TRY IT: Look below for the line holding "x=60, y=207" and the line holding "x=203, y=123". Transcribe exactly those lines and all lines between them, nothing more.

SUPPLIED RECORDS:
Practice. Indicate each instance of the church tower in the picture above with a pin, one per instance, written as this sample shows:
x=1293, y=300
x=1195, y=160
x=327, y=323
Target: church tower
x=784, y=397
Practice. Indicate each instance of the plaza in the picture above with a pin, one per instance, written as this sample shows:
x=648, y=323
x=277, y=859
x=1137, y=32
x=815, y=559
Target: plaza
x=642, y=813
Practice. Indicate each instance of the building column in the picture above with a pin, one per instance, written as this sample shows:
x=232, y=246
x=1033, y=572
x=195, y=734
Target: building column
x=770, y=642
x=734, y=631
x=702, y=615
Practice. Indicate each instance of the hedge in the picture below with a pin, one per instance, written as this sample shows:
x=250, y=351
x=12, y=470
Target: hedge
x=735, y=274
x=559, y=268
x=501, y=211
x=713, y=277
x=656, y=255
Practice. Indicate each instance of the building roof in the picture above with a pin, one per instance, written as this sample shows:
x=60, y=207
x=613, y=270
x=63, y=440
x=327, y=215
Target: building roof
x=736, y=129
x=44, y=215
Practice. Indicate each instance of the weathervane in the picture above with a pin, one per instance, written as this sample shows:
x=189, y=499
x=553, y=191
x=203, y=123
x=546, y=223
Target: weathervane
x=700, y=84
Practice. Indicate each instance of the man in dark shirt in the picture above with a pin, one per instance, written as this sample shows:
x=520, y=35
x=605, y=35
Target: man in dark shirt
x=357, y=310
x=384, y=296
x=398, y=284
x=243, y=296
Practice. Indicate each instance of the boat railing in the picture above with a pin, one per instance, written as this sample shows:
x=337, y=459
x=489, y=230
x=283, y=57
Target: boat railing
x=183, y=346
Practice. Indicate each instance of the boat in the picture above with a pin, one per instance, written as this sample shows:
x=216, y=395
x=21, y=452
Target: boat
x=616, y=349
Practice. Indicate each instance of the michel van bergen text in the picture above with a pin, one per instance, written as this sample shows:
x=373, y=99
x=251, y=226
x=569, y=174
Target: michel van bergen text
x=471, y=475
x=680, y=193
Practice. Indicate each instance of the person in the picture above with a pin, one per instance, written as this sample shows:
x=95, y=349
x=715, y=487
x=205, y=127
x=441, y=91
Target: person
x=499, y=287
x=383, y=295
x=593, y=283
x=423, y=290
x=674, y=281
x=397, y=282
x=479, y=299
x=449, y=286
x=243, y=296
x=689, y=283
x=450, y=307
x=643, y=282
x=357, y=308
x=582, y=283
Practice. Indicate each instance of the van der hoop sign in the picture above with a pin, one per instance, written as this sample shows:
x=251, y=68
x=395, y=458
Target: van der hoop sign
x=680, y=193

THE COMPLETED TASK:
x=60, y=207
x=613, y=270
x=63, y=440
x=327, y=215
Target: building roof
x=736, y=129
x=44, y=215
Practice. Indicate each instance of the weathervane in the picture above with a pin, one per instance, written as this sample shows:
x=189, y=499
x=553, y=191
x=203, y=123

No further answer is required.